▸ Document:

--------------------------------

It is 1984. The streets of mining towns in Yorkshire are thrumming with the anger and frustration of thousands of miners on the picket lines protesting bad pay and bad working conditions. The combination of aggression and solidarity give the grim streets a war-zone mentality. Weaving his way among them is a young man with a camera, capturing this moment in history; a teenager who grew up embedded in this mining community, whose family members have worked in the mines for generations.

As a Southerner, I only have dim memories of this time – seen through the lens of TV cameras, newspapers and documentaries, then updated in technicolour in films such as Billy Elliot or The Full Monty. To have lived through it, though, must have etched something visceral on the psyche. No artist could have grown out of this crucible without it fundamentally influencing their creativity.

So it is with Andy Hughes. The photographer’s Yorkshire accent is still evident as we sit in Porthtowan beach café, supping cappuccinos while a gale batters huge waves onto the shore and throws rain like stones against the window. At first, it seems as though the northern mining towns are as remote as you can get from this stretch of the Cornish coast, which has been Hughes’s home for nearly 20 years. But there’s a lineage that connects it all.

Andy’s ‘Billy Elliot moment’, as he calls it, came when he decided not to leave school at 16, but to go to college and study art. He would get on the bus in Castleford, he says, enduring the looks and comments as he lugged his portfolio case around with him. Later, when he left Yorkshire to study fine art at Cardiff, he was led away from his roots in some ways, but in other ways he remained connected. “South Wales,” he explains, “is another mining community.”

--------------------------------

▸ Given request 1: Quote the records word for word, from the line that contains "TARGET = yellow face mask" through the end of the records, including both ends.
The records are unrelated to the passage about Andy Hughes.

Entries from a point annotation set

--------------------------------

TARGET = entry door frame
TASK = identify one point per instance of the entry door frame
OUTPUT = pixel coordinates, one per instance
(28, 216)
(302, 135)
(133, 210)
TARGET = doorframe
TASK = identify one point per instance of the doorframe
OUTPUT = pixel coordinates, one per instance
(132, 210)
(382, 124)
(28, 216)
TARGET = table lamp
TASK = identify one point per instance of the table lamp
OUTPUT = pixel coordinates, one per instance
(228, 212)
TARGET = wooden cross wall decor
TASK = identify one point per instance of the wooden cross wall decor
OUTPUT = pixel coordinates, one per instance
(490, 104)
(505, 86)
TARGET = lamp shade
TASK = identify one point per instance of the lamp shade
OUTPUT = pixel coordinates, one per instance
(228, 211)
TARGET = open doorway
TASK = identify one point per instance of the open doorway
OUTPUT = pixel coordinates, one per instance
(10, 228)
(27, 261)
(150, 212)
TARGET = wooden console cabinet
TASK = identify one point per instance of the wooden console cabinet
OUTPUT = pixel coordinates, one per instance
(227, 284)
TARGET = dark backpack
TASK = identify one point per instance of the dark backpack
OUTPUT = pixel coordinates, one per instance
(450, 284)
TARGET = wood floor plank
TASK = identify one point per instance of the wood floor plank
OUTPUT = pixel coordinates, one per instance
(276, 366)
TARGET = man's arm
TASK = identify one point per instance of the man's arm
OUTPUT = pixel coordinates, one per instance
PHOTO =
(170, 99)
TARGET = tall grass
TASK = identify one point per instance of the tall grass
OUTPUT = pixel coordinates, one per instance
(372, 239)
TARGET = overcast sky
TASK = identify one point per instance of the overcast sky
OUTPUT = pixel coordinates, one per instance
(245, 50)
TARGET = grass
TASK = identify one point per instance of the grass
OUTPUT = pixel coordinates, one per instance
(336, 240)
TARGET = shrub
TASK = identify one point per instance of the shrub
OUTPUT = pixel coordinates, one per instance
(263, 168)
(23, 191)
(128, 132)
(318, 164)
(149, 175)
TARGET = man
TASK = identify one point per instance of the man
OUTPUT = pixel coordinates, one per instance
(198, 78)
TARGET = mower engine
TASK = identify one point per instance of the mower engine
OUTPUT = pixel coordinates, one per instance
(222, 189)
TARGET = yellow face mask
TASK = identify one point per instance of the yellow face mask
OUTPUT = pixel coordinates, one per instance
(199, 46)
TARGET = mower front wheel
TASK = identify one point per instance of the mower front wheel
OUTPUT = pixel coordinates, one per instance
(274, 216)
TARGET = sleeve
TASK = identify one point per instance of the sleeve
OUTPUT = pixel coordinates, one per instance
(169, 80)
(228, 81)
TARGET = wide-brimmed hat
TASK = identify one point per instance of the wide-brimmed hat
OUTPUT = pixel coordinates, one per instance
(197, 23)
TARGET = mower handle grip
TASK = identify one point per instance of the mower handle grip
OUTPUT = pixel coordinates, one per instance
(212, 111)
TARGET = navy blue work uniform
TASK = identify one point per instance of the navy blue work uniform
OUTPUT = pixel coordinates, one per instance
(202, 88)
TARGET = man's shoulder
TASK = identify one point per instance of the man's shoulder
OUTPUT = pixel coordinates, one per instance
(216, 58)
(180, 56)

--------------------------------

▸ Given request 2: Please print, word for word, the part of the passage about Andy Hughes that opens with the words "As a Southerner, I" and closes with "influencing their creativity.".

▸ Written answer 1:
TARGET = yellow face mask
TASK = identify one point per instance of the yellow face mask
OUTPUT = pixel coordinates, one per instance
(199, 46)
TARGET = mower front wheel
TASK = identify one point per instance of the mower front wheel
OUTPUT = pixel coordinates, one per instance
(274, 216)
TARGET = sleeve
TASK = identify one point per instance of the sleeve
OUTPUT = pixel coordinates, one per instance
(169, 80)
(228, 81)
TARGET = wide-brimmed hat
TASK = identify one point per instance of the wide-brimmed hat
OUTPUT = pixel coordinates, one per instance
(197, 23)
TARGET = mower handle grip
TASK = identify one point per instance of the mower handle grip
OUTPUT = pixel coordinates, one per instance
(212, 111)
TARGET = navy blue work uniform
TASK = identify one point per instance of the navy blue work uniform
OUTPUT = pixel coordinates, one per instance
(202, 88)
TARGET = man's shoulder
TASK = identify one point per instance of the man's shoulder
OUTPUT = pixel coordinates, one per instance
(216, 58)
(180, 56)

▸ Written answer 2:
As a Southerner, I only have dim memories of this time – seen through the lens of TV cameras, newspapers and documentaries, then updated in technicolour in films such as Billy Elliot or The Full Monty. To have lived through it, though, must have etched something visceral on the psyche. No artist could have grown out of this crucible without it fundamentally influencing their creativity.